◆ Short exercise
Can you extract every line in the entries below that contains the word "wooden" and copy each one unchanged?

◆ Dataset entries on object locations
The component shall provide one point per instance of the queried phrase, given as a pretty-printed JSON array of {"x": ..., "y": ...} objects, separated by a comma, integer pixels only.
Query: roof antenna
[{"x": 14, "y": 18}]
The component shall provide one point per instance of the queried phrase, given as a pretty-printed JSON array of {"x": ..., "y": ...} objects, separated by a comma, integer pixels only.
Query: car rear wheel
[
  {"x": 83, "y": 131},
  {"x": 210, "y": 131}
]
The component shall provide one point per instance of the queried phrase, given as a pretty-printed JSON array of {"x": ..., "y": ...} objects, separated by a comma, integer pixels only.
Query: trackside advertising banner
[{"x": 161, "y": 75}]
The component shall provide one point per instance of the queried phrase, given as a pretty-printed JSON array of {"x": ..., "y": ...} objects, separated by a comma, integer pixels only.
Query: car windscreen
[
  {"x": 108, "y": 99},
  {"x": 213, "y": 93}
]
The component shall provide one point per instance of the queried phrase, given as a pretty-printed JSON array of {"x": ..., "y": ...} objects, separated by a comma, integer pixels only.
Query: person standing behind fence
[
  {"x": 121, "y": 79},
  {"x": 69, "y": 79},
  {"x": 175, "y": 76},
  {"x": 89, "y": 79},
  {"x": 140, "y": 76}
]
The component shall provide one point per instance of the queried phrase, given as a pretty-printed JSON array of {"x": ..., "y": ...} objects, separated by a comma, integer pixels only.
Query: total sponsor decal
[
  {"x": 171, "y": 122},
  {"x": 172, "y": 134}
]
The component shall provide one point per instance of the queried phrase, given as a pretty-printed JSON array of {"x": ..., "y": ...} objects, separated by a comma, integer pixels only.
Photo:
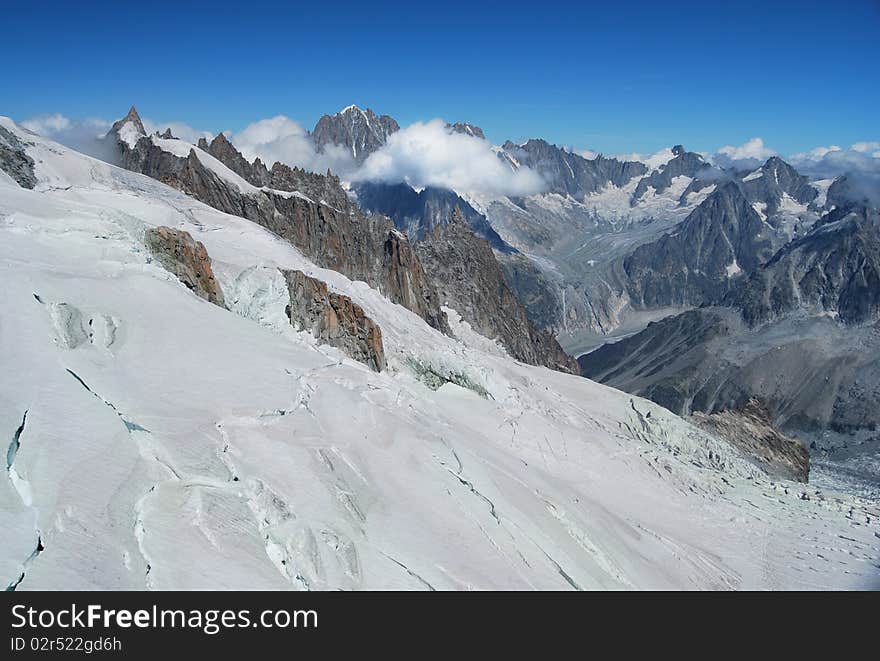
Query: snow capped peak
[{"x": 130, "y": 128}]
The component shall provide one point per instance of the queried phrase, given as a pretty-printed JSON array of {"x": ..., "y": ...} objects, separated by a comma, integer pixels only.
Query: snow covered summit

---

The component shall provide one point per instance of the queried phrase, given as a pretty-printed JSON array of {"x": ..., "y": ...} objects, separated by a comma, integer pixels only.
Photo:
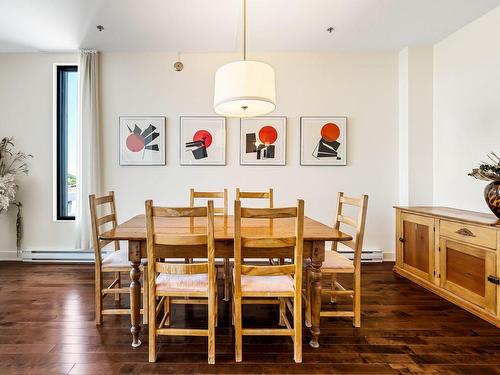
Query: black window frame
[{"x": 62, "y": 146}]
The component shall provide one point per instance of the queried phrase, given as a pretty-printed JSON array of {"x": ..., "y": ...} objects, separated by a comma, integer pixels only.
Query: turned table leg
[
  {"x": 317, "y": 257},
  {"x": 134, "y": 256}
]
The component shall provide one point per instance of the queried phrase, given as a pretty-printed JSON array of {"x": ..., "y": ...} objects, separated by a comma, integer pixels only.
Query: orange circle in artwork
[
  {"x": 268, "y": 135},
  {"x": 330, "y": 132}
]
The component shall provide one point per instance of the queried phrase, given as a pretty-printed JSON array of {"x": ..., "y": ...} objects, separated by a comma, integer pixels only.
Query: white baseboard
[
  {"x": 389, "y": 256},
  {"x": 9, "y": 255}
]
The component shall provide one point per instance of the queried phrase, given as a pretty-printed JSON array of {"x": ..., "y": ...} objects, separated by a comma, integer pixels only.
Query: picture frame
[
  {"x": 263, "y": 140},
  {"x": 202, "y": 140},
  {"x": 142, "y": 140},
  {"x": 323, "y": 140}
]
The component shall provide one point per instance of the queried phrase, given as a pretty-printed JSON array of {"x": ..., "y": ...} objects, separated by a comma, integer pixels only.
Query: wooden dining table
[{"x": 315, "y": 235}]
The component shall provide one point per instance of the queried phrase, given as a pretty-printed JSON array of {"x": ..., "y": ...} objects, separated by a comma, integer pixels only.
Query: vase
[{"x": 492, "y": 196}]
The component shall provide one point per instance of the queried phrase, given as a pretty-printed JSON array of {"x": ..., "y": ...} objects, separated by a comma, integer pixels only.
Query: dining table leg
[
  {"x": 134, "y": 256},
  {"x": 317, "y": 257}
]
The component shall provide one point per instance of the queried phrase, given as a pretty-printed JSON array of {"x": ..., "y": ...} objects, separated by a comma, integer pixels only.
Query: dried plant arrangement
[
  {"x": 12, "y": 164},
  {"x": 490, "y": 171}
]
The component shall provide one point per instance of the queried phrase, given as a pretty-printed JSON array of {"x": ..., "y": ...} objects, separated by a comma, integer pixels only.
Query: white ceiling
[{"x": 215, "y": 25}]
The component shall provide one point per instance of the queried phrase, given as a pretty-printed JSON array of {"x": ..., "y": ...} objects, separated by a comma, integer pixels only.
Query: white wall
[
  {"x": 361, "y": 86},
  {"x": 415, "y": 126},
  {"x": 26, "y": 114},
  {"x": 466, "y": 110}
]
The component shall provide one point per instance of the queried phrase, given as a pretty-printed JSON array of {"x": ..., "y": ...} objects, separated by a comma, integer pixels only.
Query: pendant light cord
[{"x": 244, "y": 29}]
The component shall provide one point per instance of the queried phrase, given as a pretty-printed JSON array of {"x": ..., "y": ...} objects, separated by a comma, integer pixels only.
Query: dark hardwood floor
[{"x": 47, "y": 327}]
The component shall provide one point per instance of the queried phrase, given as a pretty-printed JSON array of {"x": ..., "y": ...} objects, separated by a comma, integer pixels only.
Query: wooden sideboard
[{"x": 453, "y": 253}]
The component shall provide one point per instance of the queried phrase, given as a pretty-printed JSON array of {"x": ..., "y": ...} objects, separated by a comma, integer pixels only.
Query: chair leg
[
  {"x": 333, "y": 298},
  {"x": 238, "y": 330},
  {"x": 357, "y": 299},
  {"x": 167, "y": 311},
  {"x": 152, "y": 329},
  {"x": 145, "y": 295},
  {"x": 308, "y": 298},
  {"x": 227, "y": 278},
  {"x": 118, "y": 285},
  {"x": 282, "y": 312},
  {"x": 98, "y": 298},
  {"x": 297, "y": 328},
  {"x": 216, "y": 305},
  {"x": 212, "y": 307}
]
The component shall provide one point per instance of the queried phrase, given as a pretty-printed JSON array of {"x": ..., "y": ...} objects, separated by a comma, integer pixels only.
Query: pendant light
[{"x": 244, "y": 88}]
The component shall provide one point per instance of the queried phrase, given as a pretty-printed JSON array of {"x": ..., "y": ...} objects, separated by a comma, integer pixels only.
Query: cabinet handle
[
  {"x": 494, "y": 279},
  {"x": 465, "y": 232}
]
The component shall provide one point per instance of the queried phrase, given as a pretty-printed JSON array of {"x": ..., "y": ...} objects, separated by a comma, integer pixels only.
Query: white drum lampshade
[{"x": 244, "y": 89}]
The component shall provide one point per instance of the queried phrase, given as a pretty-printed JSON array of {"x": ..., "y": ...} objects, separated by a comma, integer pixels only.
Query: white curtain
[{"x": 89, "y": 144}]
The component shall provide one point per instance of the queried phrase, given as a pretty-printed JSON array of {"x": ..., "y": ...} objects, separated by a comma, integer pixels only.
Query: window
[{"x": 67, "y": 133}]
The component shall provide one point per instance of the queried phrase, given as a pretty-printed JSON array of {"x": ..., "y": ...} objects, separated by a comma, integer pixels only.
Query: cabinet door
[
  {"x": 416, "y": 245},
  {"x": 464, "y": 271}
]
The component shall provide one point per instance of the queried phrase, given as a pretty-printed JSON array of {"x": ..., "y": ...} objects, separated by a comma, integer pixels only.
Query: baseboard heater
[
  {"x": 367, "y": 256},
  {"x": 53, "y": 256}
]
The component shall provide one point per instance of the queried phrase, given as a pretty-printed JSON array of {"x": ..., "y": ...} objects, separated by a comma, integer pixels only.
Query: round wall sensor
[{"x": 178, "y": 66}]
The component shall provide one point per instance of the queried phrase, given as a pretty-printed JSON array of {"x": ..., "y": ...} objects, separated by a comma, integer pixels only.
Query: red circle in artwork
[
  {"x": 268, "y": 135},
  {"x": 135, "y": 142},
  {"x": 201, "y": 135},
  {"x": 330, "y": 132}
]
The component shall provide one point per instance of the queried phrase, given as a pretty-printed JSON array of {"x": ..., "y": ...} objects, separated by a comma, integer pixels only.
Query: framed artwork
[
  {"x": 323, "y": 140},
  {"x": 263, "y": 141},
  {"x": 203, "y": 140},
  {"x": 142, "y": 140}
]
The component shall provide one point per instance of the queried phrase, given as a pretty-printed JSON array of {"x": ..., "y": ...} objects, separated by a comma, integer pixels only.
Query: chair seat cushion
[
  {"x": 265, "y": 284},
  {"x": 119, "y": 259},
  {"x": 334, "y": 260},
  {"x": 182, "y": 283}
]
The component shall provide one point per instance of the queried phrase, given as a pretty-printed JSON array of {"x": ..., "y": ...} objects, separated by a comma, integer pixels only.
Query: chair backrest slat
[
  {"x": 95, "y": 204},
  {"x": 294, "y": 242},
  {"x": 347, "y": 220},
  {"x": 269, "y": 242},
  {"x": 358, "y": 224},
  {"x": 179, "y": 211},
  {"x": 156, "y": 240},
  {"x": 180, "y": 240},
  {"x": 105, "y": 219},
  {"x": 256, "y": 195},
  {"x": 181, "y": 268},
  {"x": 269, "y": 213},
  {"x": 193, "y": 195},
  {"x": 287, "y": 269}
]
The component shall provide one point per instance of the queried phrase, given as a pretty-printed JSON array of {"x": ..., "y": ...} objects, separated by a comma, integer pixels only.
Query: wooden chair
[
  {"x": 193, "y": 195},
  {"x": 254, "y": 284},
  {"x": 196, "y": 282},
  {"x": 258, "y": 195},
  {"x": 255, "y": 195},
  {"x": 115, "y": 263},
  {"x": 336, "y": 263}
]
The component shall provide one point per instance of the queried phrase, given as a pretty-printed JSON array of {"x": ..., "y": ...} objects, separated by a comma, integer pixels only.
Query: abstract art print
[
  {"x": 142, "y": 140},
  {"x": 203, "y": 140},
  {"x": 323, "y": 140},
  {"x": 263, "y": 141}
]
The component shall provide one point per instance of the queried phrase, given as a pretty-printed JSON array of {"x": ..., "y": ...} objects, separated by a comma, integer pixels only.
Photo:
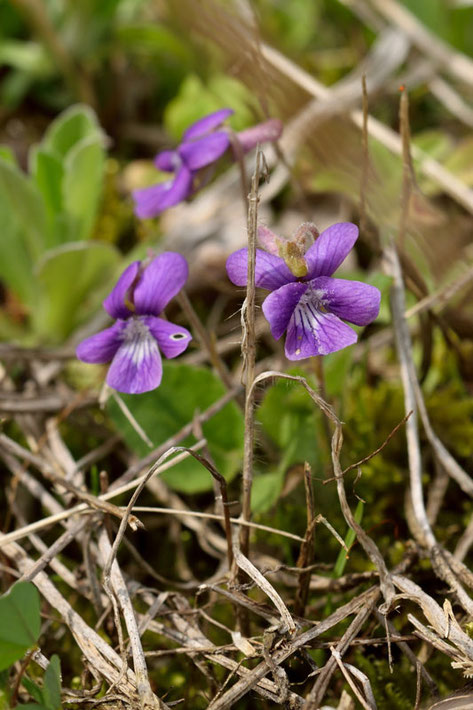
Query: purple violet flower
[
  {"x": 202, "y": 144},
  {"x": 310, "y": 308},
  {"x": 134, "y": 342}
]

◆ Result of the exercise
Query: wooden dining table
Query: wooden sideboard
Query: wooden chair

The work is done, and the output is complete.